**THE RECORDS:**
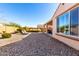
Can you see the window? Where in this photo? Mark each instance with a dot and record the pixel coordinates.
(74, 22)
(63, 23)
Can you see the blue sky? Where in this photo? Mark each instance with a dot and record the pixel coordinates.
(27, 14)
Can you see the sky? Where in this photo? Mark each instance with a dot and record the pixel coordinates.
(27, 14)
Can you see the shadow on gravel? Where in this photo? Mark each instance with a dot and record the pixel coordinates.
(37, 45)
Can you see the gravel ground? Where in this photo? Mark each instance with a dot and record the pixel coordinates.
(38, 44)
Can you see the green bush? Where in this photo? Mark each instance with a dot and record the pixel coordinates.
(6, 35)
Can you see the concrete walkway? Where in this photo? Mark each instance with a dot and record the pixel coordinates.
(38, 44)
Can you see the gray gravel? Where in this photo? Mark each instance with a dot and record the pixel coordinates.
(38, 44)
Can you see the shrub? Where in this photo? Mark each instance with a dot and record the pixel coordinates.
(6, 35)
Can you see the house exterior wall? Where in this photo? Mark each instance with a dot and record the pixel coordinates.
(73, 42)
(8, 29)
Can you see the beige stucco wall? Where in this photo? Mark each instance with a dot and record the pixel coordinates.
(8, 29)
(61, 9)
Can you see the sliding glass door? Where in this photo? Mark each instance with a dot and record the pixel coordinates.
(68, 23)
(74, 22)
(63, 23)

--

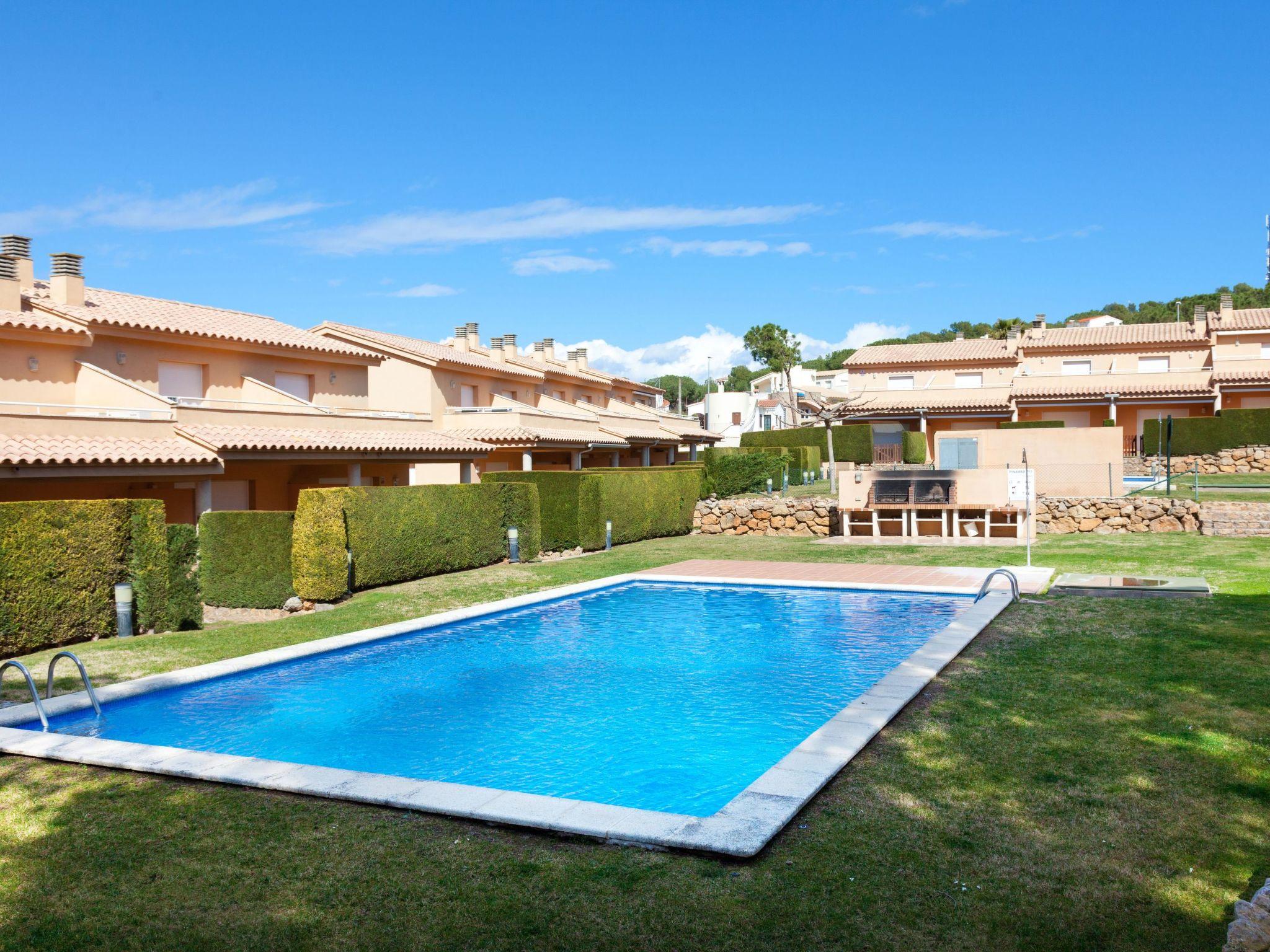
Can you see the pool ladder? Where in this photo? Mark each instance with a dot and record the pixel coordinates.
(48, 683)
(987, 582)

...

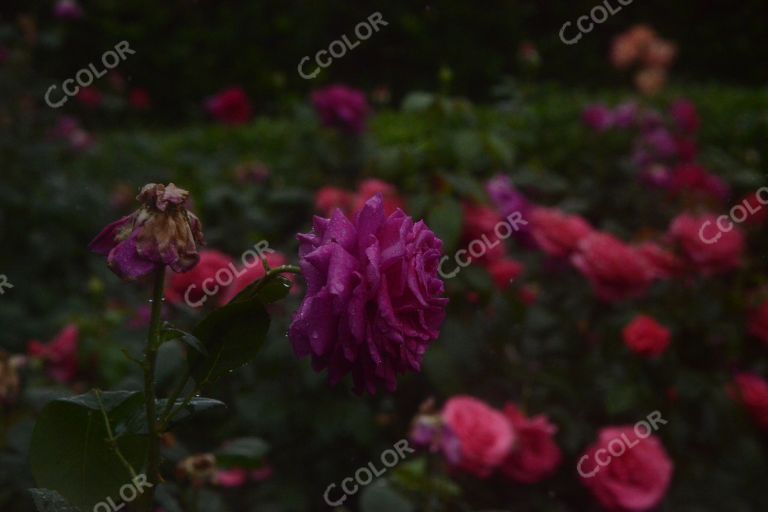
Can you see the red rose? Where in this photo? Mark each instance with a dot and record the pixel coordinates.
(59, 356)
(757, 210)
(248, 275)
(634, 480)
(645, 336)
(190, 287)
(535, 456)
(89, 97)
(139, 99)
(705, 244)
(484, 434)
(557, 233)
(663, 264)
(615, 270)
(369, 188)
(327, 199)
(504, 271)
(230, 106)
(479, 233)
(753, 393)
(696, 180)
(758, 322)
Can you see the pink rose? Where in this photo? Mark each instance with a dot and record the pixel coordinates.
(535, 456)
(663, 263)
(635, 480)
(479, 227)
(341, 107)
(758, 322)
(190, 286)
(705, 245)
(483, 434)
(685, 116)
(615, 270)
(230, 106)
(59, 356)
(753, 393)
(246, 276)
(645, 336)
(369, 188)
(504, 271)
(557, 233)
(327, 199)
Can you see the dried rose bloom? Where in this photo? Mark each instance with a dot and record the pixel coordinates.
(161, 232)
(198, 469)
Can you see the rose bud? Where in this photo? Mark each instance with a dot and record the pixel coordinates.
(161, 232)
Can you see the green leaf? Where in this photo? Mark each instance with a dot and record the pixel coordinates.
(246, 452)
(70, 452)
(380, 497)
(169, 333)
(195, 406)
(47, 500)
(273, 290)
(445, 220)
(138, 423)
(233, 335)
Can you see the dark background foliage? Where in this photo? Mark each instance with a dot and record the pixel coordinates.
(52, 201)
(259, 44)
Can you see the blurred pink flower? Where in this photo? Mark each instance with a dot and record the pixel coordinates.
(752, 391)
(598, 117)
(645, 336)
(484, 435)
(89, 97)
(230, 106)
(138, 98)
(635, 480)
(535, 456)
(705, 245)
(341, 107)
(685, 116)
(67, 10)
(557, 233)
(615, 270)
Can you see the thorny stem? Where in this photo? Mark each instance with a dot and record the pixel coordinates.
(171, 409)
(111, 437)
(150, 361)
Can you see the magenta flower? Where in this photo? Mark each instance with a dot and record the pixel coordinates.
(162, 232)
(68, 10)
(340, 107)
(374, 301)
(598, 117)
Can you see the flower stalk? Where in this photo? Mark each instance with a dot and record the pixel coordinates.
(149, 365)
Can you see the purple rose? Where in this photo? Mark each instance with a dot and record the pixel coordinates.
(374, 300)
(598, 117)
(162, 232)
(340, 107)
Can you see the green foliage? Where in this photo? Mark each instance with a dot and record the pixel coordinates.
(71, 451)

**SHORT EXERCISE:** Please identify each line in the material above that contains the word "flower", and copy those lines.

**RESULT OF THIS TASK:**
Can you see the blurred pink flower? Where in this photo? Mark each instance with a dot and record the pixel coordinates.
Can you see the magenta flower? Where in this photo? Mark each instance with a dot and record the pixel coordinates.
Can you see the flower stalk? Where in this photo? Mark each instance with a dot and record the pixel coordinates.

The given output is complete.